Information given →
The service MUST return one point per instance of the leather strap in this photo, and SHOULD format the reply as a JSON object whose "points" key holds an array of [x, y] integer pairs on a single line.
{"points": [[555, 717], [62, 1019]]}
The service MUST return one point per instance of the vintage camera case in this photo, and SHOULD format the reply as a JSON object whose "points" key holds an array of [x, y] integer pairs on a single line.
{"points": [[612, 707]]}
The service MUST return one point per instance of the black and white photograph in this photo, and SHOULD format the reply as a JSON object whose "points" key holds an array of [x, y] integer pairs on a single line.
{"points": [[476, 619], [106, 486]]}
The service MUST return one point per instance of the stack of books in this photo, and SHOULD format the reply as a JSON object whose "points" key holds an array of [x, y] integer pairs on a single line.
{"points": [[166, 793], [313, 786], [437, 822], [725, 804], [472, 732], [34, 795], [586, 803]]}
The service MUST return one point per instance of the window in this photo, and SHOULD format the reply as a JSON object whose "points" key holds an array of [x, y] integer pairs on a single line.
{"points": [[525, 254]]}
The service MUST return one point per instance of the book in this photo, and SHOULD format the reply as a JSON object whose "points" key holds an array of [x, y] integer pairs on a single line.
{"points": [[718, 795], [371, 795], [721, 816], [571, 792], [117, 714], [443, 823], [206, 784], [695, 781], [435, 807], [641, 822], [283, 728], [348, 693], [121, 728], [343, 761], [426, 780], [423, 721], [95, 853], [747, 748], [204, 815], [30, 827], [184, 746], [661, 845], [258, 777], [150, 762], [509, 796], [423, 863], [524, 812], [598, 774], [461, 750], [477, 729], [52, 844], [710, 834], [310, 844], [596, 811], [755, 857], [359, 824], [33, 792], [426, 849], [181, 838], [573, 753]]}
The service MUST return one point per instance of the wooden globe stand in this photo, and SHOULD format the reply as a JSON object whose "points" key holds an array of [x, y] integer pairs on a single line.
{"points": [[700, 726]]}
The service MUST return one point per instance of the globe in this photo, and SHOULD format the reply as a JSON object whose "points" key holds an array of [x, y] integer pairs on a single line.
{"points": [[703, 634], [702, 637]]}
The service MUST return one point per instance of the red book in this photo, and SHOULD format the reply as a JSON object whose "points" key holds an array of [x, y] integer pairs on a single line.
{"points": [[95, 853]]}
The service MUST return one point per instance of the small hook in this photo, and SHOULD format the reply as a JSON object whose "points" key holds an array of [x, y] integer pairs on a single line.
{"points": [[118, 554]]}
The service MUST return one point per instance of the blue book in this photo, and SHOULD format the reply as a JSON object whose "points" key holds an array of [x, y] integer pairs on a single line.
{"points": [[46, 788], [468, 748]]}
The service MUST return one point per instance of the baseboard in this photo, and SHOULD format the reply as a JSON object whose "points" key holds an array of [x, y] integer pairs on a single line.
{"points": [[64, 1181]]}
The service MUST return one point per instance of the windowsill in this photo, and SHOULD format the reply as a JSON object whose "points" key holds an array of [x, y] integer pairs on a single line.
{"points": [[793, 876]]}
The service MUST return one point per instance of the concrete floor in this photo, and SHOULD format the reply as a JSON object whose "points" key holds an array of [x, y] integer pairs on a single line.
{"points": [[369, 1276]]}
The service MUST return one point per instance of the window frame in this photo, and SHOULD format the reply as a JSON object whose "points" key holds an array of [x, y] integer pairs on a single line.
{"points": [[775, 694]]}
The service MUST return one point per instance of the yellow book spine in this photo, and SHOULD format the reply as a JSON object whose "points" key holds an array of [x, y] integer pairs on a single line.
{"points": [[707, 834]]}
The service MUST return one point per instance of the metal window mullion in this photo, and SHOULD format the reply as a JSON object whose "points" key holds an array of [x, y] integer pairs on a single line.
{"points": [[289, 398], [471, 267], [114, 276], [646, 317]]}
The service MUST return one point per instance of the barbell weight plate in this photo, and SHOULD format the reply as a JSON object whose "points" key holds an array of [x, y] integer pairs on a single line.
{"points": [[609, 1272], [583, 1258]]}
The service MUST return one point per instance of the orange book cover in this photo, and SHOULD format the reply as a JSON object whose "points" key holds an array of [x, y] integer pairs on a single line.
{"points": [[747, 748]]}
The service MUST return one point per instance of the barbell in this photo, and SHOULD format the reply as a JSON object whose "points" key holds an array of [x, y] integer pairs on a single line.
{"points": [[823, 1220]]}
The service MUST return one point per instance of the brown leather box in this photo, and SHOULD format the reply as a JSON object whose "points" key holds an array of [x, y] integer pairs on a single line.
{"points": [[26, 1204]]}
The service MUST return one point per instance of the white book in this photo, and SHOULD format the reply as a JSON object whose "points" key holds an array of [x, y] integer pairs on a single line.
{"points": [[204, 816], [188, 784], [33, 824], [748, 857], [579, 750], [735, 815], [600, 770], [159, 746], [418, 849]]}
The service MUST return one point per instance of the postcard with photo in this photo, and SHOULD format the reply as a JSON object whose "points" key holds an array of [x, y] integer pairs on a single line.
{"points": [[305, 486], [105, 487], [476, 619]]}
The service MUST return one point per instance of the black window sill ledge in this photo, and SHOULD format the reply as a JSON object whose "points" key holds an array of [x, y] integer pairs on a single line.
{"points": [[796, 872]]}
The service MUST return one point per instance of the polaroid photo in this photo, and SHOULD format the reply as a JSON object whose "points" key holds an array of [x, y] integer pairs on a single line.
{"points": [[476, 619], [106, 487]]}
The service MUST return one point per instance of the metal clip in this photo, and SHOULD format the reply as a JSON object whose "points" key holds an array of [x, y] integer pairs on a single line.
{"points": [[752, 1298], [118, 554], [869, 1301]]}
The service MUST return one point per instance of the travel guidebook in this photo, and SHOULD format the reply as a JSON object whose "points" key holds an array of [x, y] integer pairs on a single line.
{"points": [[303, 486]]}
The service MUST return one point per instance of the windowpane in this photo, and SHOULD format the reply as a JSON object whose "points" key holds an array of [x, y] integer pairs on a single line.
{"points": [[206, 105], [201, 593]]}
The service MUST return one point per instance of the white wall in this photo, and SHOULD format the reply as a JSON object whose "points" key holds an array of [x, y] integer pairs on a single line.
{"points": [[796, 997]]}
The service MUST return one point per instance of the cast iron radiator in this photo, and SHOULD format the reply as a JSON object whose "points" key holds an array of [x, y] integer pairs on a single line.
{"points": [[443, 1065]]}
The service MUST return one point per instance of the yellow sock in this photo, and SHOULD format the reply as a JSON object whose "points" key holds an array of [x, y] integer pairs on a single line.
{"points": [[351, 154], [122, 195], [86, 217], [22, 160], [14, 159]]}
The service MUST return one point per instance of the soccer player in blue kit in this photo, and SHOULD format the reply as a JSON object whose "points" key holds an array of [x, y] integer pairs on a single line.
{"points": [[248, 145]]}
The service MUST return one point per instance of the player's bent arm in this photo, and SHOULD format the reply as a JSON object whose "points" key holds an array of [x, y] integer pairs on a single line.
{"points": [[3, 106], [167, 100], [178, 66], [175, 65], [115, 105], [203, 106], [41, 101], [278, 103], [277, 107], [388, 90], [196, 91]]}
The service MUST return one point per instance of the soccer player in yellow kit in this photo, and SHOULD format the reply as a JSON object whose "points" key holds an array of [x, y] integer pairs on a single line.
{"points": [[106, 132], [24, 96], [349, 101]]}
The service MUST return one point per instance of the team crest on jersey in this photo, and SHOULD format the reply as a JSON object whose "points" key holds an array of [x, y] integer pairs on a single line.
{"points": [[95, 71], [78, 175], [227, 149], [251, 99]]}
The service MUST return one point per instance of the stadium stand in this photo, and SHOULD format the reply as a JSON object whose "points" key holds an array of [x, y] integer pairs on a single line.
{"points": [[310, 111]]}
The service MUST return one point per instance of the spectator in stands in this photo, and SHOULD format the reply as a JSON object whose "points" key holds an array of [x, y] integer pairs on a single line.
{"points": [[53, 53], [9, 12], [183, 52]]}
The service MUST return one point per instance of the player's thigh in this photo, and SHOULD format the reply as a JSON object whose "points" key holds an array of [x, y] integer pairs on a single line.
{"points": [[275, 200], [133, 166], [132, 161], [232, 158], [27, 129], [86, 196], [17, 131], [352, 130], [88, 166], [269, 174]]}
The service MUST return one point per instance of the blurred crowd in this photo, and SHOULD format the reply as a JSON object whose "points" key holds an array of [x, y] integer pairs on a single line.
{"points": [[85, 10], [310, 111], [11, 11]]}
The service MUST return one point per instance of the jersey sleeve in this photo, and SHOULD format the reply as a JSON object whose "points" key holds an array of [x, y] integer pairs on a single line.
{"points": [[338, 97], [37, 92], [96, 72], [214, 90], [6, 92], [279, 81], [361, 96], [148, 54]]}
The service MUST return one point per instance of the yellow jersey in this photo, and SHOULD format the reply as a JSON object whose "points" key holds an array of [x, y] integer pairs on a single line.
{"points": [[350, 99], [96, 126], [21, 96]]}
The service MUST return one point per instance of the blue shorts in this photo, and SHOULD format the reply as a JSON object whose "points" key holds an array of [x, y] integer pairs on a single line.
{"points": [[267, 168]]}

What you will do →
Output the lines from the one containing "The service MUST return one point per instance of the jersey" through the last line of the rows, inclusive, as a Markdown table with a Number column and a Line column. Number each line and skip any blank ones.

Full output →
| Number | Line |
|---|---|
| 1 | The service MUST return one point per instance of the jersey sleeve in this photo, and SHOULD format the reply as a JSON object whose "points" key holds an array of [x, y] integer pairs on a single line. |
| 2 | {"points": [[338, 97], [37, 92], [96, 72], [214, 90], [6, 92], [279, 81], [361, 96], [148, 54]]} |
| 3 | The service MUST return one point per instance of the yellow jersey in this photo, and SHOULD format the reply as a JSON object whose "points" key holds an array of [x, y] integer pairs on a single line. |
| 4 | {"points": [[350, 99], [96, 126], [21, 96]]} |
| 5 | The service MUST return one point per instance of the blue shorts in this photo, and SHOULD format the reply as a JSON object whose "points" key holds an array of [x, y] integer pairs on a single line. |
| 6 | {"points": [[267, 168]]} |